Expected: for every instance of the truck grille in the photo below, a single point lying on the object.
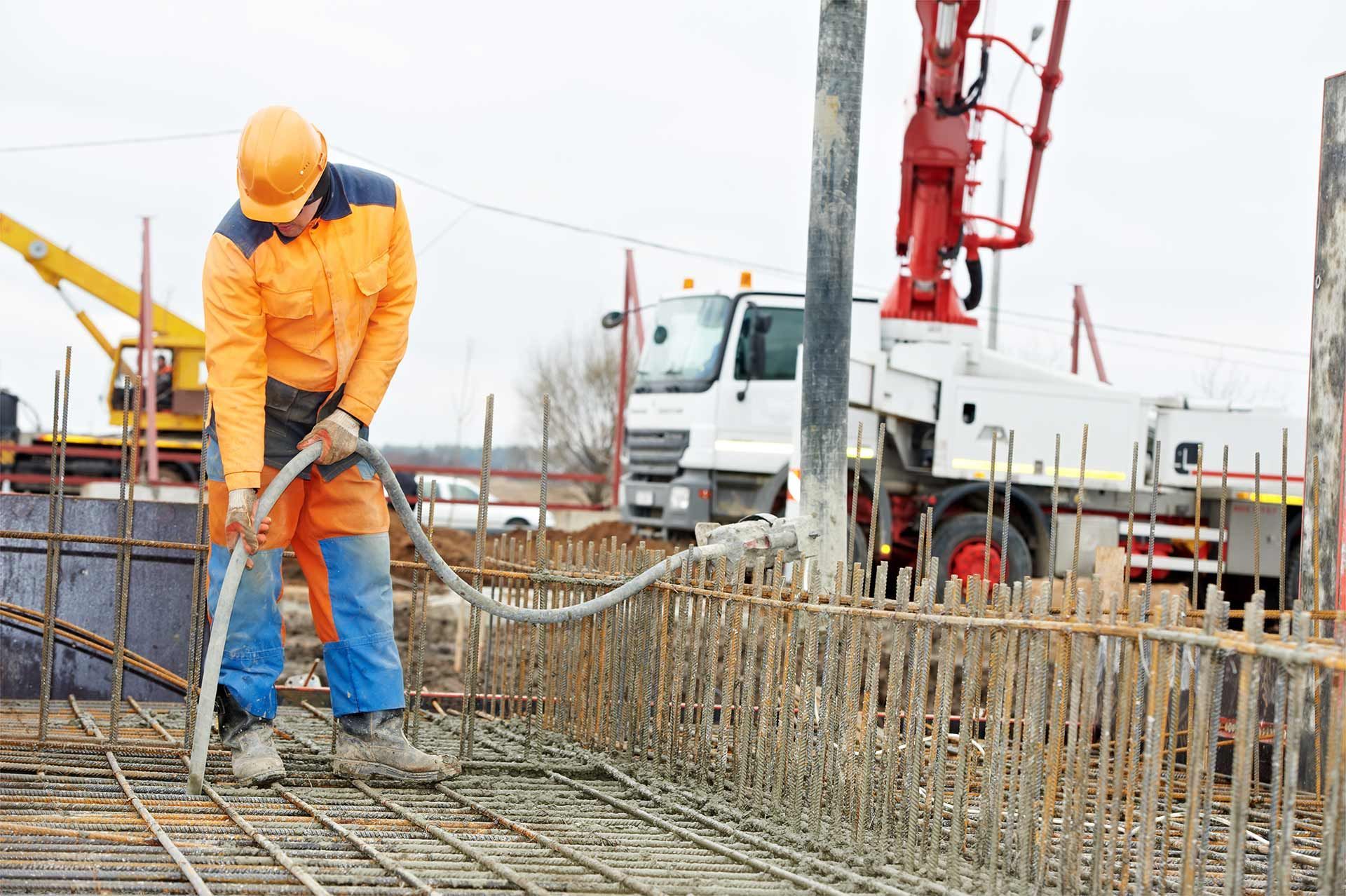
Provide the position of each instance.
(655, 454)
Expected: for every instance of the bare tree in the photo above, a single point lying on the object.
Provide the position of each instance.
(1227, 381)
(582, 373)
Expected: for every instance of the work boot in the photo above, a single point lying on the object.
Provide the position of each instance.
(248, 738)
(373, 746)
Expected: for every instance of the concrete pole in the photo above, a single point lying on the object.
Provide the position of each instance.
(827, 304)
(1328, 364)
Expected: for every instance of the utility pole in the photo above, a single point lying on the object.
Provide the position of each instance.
(1328, 364)
(827, 304)
(629, 303)
(149, 370)
(1326, 439)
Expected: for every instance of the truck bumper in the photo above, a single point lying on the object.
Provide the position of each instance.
(651, 503)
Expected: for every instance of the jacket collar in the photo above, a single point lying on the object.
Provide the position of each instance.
(334, 209)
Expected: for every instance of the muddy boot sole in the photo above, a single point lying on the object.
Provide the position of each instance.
(365, 770)
(267, 777)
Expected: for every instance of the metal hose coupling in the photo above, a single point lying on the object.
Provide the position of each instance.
(762, 536)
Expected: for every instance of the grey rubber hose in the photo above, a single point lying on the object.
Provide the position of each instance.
(238, 562)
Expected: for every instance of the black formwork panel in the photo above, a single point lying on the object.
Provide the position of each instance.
(159, 616)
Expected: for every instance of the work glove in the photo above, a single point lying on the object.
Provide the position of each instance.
(240, 522)
(338, 432)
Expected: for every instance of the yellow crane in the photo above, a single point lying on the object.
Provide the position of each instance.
(179, 339)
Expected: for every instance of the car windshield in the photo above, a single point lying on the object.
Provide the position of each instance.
(684, 350)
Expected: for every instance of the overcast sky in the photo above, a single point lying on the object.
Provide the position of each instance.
(1179, 187)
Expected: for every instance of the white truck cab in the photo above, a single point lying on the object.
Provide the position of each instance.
(709, 423)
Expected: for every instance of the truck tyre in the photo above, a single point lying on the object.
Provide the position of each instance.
(960, 545)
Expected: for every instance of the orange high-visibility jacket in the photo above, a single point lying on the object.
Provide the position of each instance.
(323, 310)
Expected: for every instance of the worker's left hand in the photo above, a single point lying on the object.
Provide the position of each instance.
(338, 432)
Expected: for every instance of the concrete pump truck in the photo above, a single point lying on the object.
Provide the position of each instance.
(712, 421)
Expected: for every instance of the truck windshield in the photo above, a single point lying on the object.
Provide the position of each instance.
(684, 350)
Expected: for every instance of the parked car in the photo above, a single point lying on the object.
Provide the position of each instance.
(463, 515)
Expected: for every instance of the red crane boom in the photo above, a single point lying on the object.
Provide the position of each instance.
(940, 154)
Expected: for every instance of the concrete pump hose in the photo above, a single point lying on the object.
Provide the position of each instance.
(238, 562)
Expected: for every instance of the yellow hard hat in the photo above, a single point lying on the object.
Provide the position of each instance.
(280, 159)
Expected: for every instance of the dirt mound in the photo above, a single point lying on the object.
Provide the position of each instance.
(454, 545)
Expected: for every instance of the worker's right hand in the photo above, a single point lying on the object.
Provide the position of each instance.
(240, 522)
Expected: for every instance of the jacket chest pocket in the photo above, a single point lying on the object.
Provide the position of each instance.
(370, 280)
(290, 318)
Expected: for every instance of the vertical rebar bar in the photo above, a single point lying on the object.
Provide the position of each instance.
(991, 515)
(123, 595)
(55, 524)
(200, 571)
(1005, 527)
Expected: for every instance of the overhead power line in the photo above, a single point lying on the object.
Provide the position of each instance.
(571, 226)
(1160, 334)
(120, 142)
(633, 240)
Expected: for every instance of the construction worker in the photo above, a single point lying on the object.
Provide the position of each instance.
(308, 285)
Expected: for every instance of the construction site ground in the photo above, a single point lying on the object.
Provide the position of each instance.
(552, 820)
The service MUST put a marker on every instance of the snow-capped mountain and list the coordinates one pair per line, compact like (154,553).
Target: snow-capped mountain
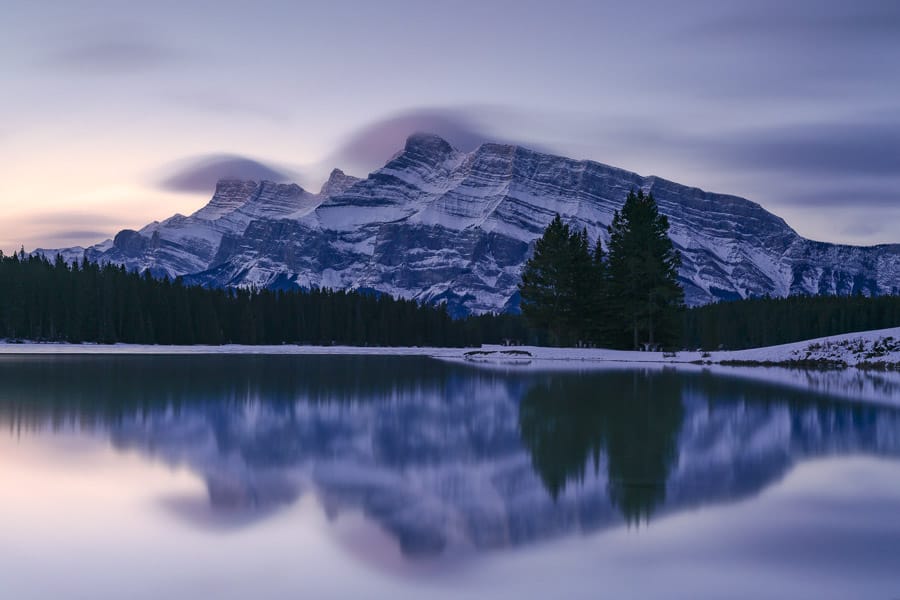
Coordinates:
(438,224)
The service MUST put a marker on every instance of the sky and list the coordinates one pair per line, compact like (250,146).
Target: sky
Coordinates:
(116,114)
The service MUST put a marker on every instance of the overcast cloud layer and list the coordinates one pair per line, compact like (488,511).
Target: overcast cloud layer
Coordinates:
(793,105)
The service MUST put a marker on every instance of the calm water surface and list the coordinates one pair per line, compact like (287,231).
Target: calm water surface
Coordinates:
(321,477)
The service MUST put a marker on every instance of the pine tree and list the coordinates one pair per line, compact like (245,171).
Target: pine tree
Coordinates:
(643,269)
(555,283)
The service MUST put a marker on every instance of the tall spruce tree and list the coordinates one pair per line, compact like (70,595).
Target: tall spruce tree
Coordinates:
(643,272)
(555,283)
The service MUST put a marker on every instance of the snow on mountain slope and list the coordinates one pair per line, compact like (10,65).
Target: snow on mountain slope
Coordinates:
(437,224)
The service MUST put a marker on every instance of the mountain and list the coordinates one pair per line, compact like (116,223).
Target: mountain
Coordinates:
(438,224)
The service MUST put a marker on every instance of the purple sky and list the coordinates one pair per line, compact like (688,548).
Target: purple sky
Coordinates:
(116,114)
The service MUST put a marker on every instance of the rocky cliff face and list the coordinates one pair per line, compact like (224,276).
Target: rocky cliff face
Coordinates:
(437,224)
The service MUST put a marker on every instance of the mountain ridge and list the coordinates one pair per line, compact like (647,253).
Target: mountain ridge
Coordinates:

_ _ _ _

**ACTIVITY:** Give back the material above exactly, but without its images.

**EXERCISE RESPONSE:**
Expected: for every instance of the truck grille in the photo below, a single point lying on the object.
Provide the position of each instance.
(655, 454)
Expected: for every instance of the bare tree in the photo above, a single point lying on the object.
Provide the position of each instance.
(1227, 381)
(582, 373)
Expected: for every instance of the work boot in the photo above, a single point lying on the object.
Provide the position of each instance.
(248, 738)
(373, 746)
Expected: for every instance of the concrete pole in the photo above, a single point lying on the object.
Provide the position of each instance.
(827, 304)
(1328, 364)
Expected: for every instance of the utility pole in the photo above, a single point lying on the object.
Provide the position of each instance.
(1328, 364)
(827, 304)
(629, 303)
(149, 370)
(1326, 439)
Expected: for every instance of the truck bumper in the photo above, a single point lying on the object.
Provide the position of each instance.
(651, 503)
Expected: for every instance of the jacket collar in the photo above, a single point lying on the object.
Provide the position of each instance.
(334, 209)
Expected: for every instance of the muddy boot sole in the photo above, a single point lying on the object.
Provide the position of each instance.
(365, 770)
(267, 777)
Expected: for every instance of the metal hose coupling in the photo above, a single point lying on the object.
Provide the position of each instance.
(762, 536)
Expected: for every instance of the grey rubber hose in the photo above, a single point lying on the object.
Provide the position of each instance.
(238, 562)
Expected: for every instance of the black formwork panel in the photo above, a single point lying on the object.
Provide the position of each instance.
(159, 616)
Expected: for every instance of the work glove in the photo above, a single point lying on the object.
Provide the position of each instance.
(240, 522)
(338, 432)
Expected: for every instance of the yellow crane in the photo above, a single point lying on the object.
Provide the position of each instance.
(179, 339)
Expected: for every instance of the car windshield in the photo above, a single point lying on the object.
Provide the position of each instance.
(684, 350)
Expected: for every instance of the overcast sky in the photo above, a single point lying on the object.
Provide the position of each instance.
(1179, 187)
Expected: for every instance of the white truck cab in the photo above, a single point lying on the object.
Provide the position of each instance.
(709, 423)
Expected: for every instance of the truck tyre in the photo above, a single point lying on the object.
Provide the position of each instance.
(960, 545)
Expected: for every instance of the orange high-visibility jacket in the photo above, a single point lying on the object.
Provide the position of each instance.
(323, 310)
Expected: for every instance of the worker's left hand in the photo above, a single point lying on the object.
Provide the position of each instance.
(338, 432)
Expected: for every instance of the concrete pump truck in the photo above, a single point lying on the object.
Provide the position of each instance.
(712, 421)
Expected: for every instance of the truck windshield in the photo above, a single point lying on the object.
Provide the position of each instance.
(684, 350)
Expected: for every instance of the parked car in the photo above, a single point lying on the object.
Provide the position of each instance.
(463, 515)
Expected: for every instance of the red crane boom in the photo above, a single point lying on the object.
Provide the position of each instance.
(940, 154)
Expected: for every instance of the concrete pump hose in the photo above, a single point lying on the object.
Provide the position of each instance.
(238, 562)
Expected: for every instance of the yellow hard hat in the photo above, a single point lying on the object.
Provide the position of each instance.
(280, 159)
Expected: for every instance of the dirt mound in the photo above, a single point lying on the object.
Provide the position of each instance.
(454, 545)
Expected: for every instance of the worker's right hand in the photo above, a single point lying on the object.
Provide the position of each instance.
(240, 522)
Expected: for every instance of the jacket chest pocket in the photo above, a single point lying on the object.
Provide the position of each instance.
(370, 280)
(290, 318)
Expected: for every instance of the vertical rebar bar in the photo above, a single point lying on the object.
Provide the position of each instance.
(991, 515)
(123, 595)
(55, 524)
(200, 571)
(1005, 527)
Expected: for every instance of the overhead power line in the photo above, a single point lying on the object.
Provide the position of each instance.
(571, 226)
(1160, 334)
(120, 142)
(633, 240)
Expected: for every instance of the construction worker in the photo above, a single point lying on the object.
Provide the position of each instance.
(308, 285)
Expected: for every instance of the construction site ground in the photo above, a single point lying on the object.
Provide the position of each instance.
(552, 820)
The service MUST put a marker on every instance of the snow-capped mountain and list the coordinates one pair per line, compact like (154,553).
Target: snow-capped mountain
Coordinates:
(438,224)
The service MUST put a marker on every instance of the sky and list the coordinates one pair per line, compact like (250,146).
Target: sky
Coordinates:
(116,114)
The service MUST put a marker on every instance of the overcast cloud layer and list the coordinates one pair per line, compact like (488,511).
Target: overcast cloud layer
Coordinates:
(793,105)
The service MUST put a marker on every instance of the calm water surface and list the coordinates one pair per line, compact like (287,231).
Target: calm water surface
Coordinates:
(321,477)
The service MUST put a marker on every instance of the pine tree and list the coordinates one pair per line, compact like (245,171).
Target: pine tree
Coordinates:
(643,269)
(555,283)
The service MUST put a marker on every instance of the tall spruce tree and list the coordinates one pair per line, compact like (70,595).
Target: tall spruce tree
Coordinates:
(643,272)
(555,283)
The service MUST put a marker on every instance of the snow on mountain slope and list the coordinates one pair per line, compact like (10,65).
Target: snow on mountain slope
Coordinates:
(437,224)
The service MUST put a marker on every instance of the mountain and list the coordinates one pair per line, compact like (116,223).
Target: mountain
Coordinates:
(438,224)
The service MUST put a marker on every instance of the purple sky and list the coordinates one pair per line, compact like (688,548).
Target: purple sky
Coordinates:
(116,114)
The service MUST put a marker on every instance of the rocky cliff face and list the coordinates one pair per line, compact like (224,276).
Target: rocky cliff face
Coordinates:
(437,224)
The service MUST put a marker on every instance of the mountain ridge and list the coordinates one pair per line, compact like (647,253).
Target: mountain ridge
Coordinates:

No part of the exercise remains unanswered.